> Task objective
Retype everything in the listing, leaving each line exactly as it is.

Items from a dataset
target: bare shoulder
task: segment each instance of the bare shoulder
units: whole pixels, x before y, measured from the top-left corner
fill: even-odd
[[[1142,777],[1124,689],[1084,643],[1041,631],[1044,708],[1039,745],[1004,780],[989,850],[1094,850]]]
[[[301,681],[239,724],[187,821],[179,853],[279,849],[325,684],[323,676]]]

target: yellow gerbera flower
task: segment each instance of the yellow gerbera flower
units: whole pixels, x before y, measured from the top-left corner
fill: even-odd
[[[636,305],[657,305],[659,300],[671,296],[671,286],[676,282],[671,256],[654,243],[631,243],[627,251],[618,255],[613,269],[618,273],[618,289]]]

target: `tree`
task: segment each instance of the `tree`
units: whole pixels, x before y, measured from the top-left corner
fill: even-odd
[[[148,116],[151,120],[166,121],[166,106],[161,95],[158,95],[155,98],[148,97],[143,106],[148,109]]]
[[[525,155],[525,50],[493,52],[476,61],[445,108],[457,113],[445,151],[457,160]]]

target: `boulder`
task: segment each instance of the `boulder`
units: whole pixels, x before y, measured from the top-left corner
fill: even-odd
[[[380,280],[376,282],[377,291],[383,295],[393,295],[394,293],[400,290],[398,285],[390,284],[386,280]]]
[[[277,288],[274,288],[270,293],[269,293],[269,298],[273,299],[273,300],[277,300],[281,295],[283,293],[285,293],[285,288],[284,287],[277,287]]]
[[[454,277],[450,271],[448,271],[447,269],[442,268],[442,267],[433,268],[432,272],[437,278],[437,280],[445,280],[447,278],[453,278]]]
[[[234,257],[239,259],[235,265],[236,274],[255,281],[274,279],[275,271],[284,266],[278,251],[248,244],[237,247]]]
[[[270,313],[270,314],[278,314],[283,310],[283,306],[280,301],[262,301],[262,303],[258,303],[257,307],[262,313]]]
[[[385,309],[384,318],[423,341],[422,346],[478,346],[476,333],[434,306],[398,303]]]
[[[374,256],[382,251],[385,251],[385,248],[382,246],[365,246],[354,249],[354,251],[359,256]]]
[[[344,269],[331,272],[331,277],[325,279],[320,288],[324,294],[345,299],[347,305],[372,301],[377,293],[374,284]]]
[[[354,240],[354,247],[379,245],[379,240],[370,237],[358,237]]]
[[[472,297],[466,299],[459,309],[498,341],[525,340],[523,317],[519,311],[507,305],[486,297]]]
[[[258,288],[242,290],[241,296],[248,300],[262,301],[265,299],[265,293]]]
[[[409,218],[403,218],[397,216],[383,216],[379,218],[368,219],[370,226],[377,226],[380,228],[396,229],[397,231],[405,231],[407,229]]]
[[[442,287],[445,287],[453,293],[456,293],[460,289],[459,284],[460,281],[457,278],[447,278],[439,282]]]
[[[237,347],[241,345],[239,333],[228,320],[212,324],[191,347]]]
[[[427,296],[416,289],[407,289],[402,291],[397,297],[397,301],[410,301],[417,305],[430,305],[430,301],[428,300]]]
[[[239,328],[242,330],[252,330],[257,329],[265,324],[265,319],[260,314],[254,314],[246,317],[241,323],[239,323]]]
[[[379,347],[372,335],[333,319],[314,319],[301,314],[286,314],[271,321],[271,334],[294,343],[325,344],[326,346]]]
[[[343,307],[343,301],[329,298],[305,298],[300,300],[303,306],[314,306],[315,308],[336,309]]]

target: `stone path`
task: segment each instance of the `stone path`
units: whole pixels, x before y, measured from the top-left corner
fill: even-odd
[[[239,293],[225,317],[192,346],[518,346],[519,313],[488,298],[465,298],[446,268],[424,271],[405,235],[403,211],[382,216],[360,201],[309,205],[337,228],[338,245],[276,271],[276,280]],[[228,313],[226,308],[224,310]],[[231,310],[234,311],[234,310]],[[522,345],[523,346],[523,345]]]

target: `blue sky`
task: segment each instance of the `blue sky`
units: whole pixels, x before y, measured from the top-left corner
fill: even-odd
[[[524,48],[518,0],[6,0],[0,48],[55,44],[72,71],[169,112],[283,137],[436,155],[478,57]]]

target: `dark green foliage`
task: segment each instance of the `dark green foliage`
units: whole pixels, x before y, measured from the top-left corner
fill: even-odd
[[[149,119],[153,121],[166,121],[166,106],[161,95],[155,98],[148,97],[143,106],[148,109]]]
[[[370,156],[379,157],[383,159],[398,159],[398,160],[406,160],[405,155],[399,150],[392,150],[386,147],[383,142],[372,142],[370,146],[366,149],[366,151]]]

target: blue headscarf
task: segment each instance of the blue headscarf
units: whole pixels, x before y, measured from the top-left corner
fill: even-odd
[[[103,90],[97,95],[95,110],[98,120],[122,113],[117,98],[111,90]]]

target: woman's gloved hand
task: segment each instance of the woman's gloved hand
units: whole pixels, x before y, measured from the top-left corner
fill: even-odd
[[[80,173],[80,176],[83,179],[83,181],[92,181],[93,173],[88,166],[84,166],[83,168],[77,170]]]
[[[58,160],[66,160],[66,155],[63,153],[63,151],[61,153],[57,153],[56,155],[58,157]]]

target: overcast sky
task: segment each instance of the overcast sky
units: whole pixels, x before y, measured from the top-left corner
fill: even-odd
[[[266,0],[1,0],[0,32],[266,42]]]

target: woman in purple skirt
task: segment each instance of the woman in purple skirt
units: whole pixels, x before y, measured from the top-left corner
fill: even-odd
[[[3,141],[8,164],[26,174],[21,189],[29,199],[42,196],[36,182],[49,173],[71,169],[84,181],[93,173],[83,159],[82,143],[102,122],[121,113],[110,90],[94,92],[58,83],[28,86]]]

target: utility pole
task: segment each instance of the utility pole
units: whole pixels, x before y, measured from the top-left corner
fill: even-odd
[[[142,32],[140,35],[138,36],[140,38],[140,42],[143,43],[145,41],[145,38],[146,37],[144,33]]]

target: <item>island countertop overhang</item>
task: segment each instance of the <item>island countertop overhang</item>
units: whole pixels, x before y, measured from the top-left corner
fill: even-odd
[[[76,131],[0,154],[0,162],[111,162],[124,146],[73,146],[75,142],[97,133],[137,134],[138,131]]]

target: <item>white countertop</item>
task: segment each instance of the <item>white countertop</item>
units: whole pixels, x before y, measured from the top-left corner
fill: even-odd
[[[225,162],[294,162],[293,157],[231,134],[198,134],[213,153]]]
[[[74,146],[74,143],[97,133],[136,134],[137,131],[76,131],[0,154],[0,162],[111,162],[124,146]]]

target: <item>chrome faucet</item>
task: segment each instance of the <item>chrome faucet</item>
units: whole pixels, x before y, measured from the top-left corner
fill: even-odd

> Full answer
target: bare shoulder
task: segment each instance of the bare shoulder
units: whole pixels, x before y, measured from the top-left corner
fill: even-odd
[[[1142,777],[1124,689],[1084,643],[1041,631],[1044,708],[1039,745],[1004,780],[989,850],[1094,850]]]
[[[301,681],[239,724],[187,821],[179,853],[279,849],[325,684],[323,676]]]

target: yellow gerbera flower
task: segment each instance of the yellow gerbera flower
units: whole pixels, x before y, measured from the top-left corner
fill: even-odd
[[[636,305],[657,305],[659,300],[671,296],[671,286],[676,282],[671,256],[654,243],[631,243],[627,251],[618,255],[613,269],[618,273],[618,289]]]

target: `tree`
task: segment each instance of the `tree`
units: whole pixels, x before y, measured from the top-left corner
fill: even-odd
[[[148,116],[151,120],[166,121],[166,106],[161,95],[158,95],[155,98],[148,97],[143,106],[148,109]]]
[[[525,155],[525,50],[493,52],[476,61],[445,108],[457,113],[445,151],[457,160]]]

target: `boulder`
task: segment each instance of the `boulder`
units: whole pixels, x before y, measured from the top-left corner
fill: even-odd
[[[380,280],[376,282],[377,291],[383,295],[393,295],[394,293],[400,290],[398,285],[390,284],[386,280]]]
[[[277,288],[274,288],[270,293],[269,293],[269,298],[273,299],[273,300],[277,300],[281,295],[283,293],[285,293],[285,288],[284,287],[277,287]]]
[[[454,277],[450,271],[448,271],[447,269],[442,268],[442,267],[433,268],[432,272],[437,278],[437,280],[445,280],[447,278],[453,278]]]
[[[234,257],[239,259],[235,265],[236,274],[255,281],[274,279],[275,271],[284,266],[278,251],[248,244],[237,247]]]
[[[270,313],[270,314],[278,314],[283,310],[283,306],[280,301],[262,301],[262,303],[258,303],[257,307],[262,313]]]
[[[385,309],[384,318],[423,341],[422,346],[478,346],[476,333],[434,306],[398,303]]]
[[[374,256],[382,251],[385,251],[385,248],[382,246],[365,246],[354,249],[354,251],[359,256]]]
[[[344,269],[331,272],[331,277],[325,279],[320,288],[324,294],[345,299],[347,305],[372,301],[377,293],[374,284]]]
[[[354,240],[354,247],[379,245],[379,240],[370,237],[358,237]]]
[[[472,297],[466,299],[459,309],[498,341],[525,340],[523,317],[519,311],[507,305],[486,297]]]
[[[258,288],[242,290],[241,296],[248,300],[262,301],[265,299],[265,293]]]
[[[409,218],[403,218],[397,216],[383,216],[379,218],[368,219],[370,226],[377,226],[380,228],[396,229],[397,231],[405,231],[407,229]]]
[[[442,287],[445,287],[453,293],[456,293],[460,289],[459,284],[460,281],[457,278],[447,278],[439,282]]]
[[[237,347],[241,345],[239,333],[228,320],[212,324],[191,347]]]
[[[427,296],[416,289],[407,289],[402,291],[397,297],[397,301],[410,301],[417,305],[430,305],[430,301],[428,300]]]
[[[239,328],[242,330],[252,330],[257,329],[265,324],[265,319],[260,314],[254,314],[246,317],[241,323],[239,323]]]
[[[379,347],[372,335],[333,319],[314,319],[301,314],[286,314],[271,321],[271,334],[294,343],[325,344],[326,346]]]
[[[343,307],[343,301],[329,298],[305,298],[300,300],[303,306],[314,306],[315,308],[336,309]]]

target: `stone path`
task: segment each instance of the `stone path`
units: whole pixels, x before y, measured from the top-left corner
fill: even-odd
[[[239,293],[225,317],[192,346],[518,346],[519,313],[488,298],[465,298],[446,268],[424,271],[405,235],[403,211],[382,216],[360,201],[309,205],[337,228],[338,245],[276,271],[276,280]],[[228,313],[226,308],[224,310]],[[231,310],[234,311],[234,310]],[[522,345],[523,346],[523,345]]]

target: `blue sky`
task: segment each instance of the `blue sky`
units: whole pixels, x before y, measured from the top-left corner
fill: even-odd
[[[524,48],[518,0],[6,0],[0,48],[55,44],[72,71],[169,112],[283,137],[436,155],[478,57]]]

target: `dark green foliage`
task: segment each instance of the `dark green foliage`
units: whole pixels, x before y, measured from the top-left corner
fill: even-odd
[[[149,119],[153,121],[166,121],[166,106],[161,95],[155,98],[148,97],[143,106],[148,109]]]
[[[370,156],[379,157],[383,159],[398,159],[398,160],[406,160],[405,155],[399,150],[392,150],[386,147],[383,142],[372,142],[370,146],[366,149],[366,151]]]

target: blue headscarf
task: segment each instance of the blue headscarf
units: whole pixels, x before y, measured from the top-left corner
fill: even-odd
[[[103,90],[97,95],[95,110],[98,120],[122,113],[117,98],[111,90]]]

target: woman's gloved hand
task: segment each instance of the woman's gloved hand
units: whole pixels, x before y, measured from the top-left corner
fill: even-odd
[[[80,173],[80,176],[83,179],[83,181],[92,181],[93,173],[88,166],[84,166],[83,168],[77,170]]]
[[[58,160],[66,160],[66,155],[63,153],[63,151],[61,153],[57,153],[56,155],[58,157]]]

target: overcast sky
task: segment each instance of the overcast sky
units: whole pixels, x before y, measured from the top-left corner
fill: even-odd
[[[266,0],[1,0],[0,32],[266,42]]]

target: woman in purple skirt
task: segment each instance of the woman in purple skirt
units: whole pixels, x before y, measured from the top-left corner
fill: even-odd
[[[3,141],[8,164],[26,174],[21,189],[29,199],[42,196],[36,182],[49,173],[71,169],[84,181],[93,173],[83,159],[82,143],[102,122],[121,113],[110,90],[94,92],[58,83],[28,86]]]

target: utility pole
task: segment each instance of the utility pole
units: whole pixels, x before y, measured from the top-left corner
fill: even-odd
[[[142,32],[140,35],[138,36],[140,38],[140,42],[143,43],[145,41],[145,38],[146,37],[144,33]]]

target: <item>island countertop overhang</item>
task: segment each instance of the <item>island countertop overhang</item>
units: whole pixels, x before y, measured from the top-left corner
fill: even-odd
[[[76,131],[0,154],[0,162],[111,162],[124,146],[73,146],[75,142],[97,133],[137,134],[138,131]]]

target: <item>white countertop</item>
task: segment each instance of the <item>white countertop</item>
units: whole pixels, x before y, measured from the top-left corner
fill: even-odd
[[[225,162],[294,162],[293,157],[231,134],[198,134],[213,153]]]
[[[74,146],[74,143],[97,133],[136,134],[137,131],[76,131],[0,154],[0,162],[111,162],[124,146]]]

target: <item>chrome faucet</item>
task: segment each instance of the <item>chrome faucet</item>
units: whole pixels, x before y, measured from the top-left corner
fill: even-odd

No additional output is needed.